• _Source text_

The man who reads the marshes
22nd March 2026
Avocets over Cley Marshes © David North
As the Norfolk Wildlife Trust celebrates its centenary, Natalie Douglas meets volunteer reserve guide David North where it all began – at the Trust’s Cley Marshes nature reserve
Cley Marshes is a place that makes you look up. Not just at the birds, though they are everywhere, but at the sky itself. The cloudscapes, the rainbows, the passing storms rolling in off the coast. The wind, always a presence. The wide horizons that remind you, gently but firmly, that nature is larger than you are.
For David North, Cley has been life-changing in the truest sense. It’s a reserve he returns to in every mood, and one that meets him with moods of its own: dawn and dusk, peaceful summer days, or the wild drama of winter weather.

‘Relationships with place,’ he says, ‘like those with people, deepen over time. Paying deep attention deepens love, knowledge and understanding.’ That sense of connection lies at the heart of David’s story, and at the heart of Norfolk Wildlife Trust’s centenary year.
Founded in 1926, Norfolk Wildlife Trust was the first of its kind, born from the purchase of Cley Marshes as a breeding bird sanctuary to be held ‘in perpetuity’. One hundred years on, Cley remains its spiritual home: a landscape shaped by tide and shingle, by conservation pioneers, and by the countless visitors who have come here to feel part of something wilder.
David first joined the Trust during a challenging period in his life, starting a new role while his son was in hospital. What he remembers most clearly is not the job title, but the welcome. ‘There really was a family atmosphere,’ he recalls, and a deep sense that everyone cared profoundly about Norfolk’s wildlife. He was inspired early on by colleagues whose passion and drive helped shape the work they built together.
Conservation, for David, was never a late discovery. It began in childhood, nurtured by parents, bird clubs, and heroes like David Attenborough, Gerald Durrell, Peter Scott and David Bellamy. Birds became his first great love, and Cley, he says, remains connected to half the planet through migration. ‘It’s busier than Heathrow every day,’ he smiles, with arrivals and departures written across the marsh.
In winter, great skeins of pink-footed geese and brent fill the sky. Wigeon whistle over the freshwater pools. Curlews and redshanks call across the open landscape. In summer, the reedbeds are alive with sound: sedge warblers, reed warblers and bearded tits; swallows that choose to nest in the hides, delighting visitors. Offshore, terns call and plunge-dive for silver fish. Every visit is different. Always full of beauty.

Over the decades, David has watched Cley Marshes evolve. The most significant changes, he says, have been in how people experience the reserve: the opening of the larger visitor centre in 2007, and later the Simon Aspinall Wildlife Education Centre, bringing more people into closer contact with nature than ever before.

• _Tasks to complete_
**A.** Rewrite the stretch of the Cley Marshes article from "For David North, Cley" through "of winter weather.", substituting "sunrise and sunset" for "dawn and dusk".
**B.** According to the Cley Marshes article, what opened at the reserve in 2007?

• _Extracted material_
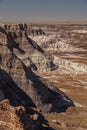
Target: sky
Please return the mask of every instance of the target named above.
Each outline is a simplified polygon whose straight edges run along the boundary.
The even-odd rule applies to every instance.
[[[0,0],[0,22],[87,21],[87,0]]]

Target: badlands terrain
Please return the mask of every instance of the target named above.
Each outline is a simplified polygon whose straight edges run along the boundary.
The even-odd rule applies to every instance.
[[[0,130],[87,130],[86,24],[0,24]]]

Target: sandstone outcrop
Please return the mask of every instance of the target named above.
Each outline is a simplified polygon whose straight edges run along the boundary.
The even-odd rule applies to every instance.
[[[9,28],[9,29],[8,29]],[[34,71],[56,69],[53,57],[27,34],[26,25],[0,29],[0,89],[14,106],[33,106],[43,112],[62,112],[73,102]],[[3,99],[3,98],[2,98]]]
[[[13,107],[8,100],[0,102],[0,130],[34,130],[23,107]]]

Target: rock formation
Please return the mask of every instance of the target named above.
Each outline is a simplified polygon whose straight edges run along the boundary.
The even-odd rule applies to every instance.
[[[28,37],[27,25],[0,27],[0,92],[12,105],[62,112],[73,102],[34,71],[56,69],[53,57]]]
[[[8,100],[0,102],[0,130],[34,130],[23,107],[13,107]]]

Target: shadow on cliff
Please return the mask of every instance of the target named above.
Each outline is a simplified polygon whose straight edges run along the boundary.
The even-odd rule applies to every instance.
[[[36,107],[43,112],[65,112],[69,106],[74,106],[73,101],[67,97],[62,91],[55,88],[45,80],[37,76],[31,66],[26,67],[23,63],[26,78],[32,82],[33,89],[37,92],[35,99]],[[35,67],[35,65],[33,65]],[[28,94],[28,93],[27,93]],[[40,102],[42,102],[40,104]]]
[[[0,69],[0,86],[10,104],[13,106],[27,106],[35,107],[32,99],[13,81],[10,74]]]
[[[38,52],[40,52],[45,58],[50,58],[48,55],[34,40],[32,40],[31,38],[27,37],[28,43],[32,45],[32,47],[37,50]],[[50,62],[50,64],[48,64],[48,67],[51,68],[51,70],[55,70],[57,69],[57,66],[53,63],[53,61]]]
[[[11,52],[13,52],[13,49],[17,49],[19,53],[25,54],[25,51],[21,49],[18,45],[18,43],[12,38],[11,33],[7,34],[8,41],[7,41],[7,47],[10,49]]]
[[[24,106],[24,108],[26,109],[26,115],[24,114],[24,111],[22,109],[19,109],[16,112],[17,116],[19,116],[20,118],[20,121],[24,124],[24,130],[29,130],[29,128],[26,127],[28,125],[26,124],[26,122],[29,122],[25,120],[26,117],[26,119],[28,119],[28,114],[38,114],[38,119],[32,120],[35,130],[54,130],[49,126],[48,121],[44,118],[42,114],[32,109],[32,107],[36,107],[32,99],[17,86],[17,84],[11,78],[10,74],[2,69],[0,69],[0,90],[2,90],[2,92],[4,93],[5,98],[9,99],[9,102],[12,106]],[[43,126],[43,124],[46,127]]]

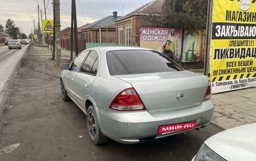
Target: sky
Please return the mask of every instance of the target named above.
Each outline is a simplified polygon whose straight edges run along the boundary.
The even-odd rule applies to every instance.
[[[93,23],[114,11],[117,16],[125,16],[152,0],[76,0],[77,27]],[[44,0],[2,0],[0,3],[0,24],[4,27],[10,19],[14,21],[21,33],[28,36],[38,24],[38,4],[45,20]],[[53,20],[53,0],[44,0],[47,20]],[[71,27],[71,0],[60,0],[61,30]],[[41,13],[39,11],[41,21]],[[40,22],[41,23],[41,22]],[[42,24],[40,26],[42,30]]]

...

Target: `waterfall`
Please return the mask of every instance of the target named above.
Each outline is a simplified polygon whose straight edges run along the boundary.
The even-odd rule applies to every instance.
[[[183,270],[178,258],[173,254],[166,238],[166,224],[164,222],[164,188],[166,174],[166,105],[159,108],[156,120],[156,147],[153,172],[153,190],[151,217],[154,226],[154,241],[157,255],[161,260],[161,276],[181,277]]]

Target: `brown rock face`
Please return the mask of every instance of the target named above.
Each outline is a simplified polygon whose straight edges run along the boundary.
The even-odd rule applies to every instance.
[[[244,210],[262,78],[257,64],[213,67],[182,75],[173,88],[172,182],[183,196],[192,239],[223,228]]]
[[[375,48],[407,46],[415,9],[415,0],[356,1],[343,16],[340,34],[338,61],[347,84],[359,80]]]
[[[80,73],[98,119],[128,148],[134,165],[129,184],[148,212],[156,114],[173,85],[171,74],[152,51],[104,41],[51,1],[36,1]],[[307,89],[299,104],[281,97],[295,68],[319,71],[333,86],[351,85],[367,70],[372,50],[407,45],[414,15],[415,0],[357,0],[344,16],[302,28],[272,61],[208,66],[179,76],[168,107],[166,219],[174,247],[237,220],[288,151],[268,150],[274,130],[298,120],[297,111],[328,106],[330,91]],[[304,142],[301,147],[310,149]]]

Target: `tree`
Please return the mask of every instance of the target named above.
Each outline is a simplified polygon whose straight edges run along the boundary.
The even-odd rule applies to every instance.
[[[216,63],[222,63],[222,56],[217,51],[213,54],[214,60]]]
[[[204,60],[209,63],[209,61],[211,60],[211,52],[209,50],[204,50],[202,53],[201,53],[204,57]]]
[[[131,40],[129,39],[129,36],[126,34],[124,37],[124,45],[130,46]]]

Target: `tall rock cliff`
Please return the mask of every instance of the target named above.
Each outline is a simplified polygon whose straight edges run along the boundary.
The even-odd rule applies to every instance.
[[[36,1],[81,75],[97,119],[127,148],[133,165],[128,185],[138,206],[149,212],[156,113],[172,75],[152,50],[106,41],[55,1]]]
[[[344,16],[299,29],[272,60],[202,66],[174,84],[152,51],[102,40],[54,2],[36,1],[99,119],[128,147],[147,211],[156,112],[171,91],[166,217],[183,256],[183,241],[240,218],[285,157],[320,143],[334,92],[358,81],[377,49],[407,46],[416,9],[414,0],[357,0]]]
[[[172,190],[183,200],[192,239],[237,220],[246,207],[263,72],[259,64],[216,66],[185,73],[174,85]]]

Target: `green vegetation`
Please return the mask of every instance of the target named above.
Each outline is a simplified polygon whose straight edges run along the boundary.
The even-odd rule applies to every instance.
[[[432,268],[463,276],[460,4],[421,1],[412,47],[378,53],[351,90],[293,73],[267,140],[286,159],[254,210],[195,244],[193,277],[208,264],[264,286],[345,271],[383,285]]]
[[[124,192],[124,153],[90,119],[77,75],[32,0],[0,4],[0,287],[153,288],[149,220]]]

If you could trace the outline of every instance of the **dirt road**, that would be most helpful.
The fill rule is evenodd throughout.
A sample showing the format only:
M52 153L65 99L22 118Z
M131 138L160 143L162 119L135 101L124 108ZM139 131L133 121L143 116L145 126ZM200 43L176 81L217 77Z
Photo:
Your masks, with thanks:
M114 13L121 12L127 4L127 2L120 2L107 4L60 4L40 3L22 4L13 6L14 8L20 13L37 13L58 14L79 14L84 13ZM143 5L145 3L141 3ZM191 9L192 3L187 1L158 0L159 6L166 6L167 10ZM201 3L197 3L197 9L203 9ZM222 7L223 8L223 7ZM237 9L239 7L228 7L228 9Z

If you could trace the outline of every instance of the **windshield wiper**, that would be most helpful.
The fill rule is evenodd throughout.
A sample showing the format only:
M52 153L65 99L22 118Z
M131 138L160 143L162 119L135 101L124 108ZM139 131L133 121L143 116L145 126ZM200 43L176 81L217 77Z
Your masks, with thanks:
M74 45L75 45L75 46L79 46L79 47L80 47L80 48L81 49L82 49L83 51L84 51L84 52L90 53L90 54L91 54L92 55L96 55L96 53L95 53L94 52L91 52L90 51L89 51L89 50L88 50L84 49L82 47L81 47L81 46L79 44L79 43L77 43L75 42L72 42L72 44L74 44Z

• _Solutions to the exercise_
**A.**
For David North, Cley has been life-changing in the truest sense. It’s a reserve he returns to in every mood, and one that meets him with moods of its own: sunrise and sunset, peaceful summer days, or the wild drama of winter weather.

**B.** The larger visitor centre.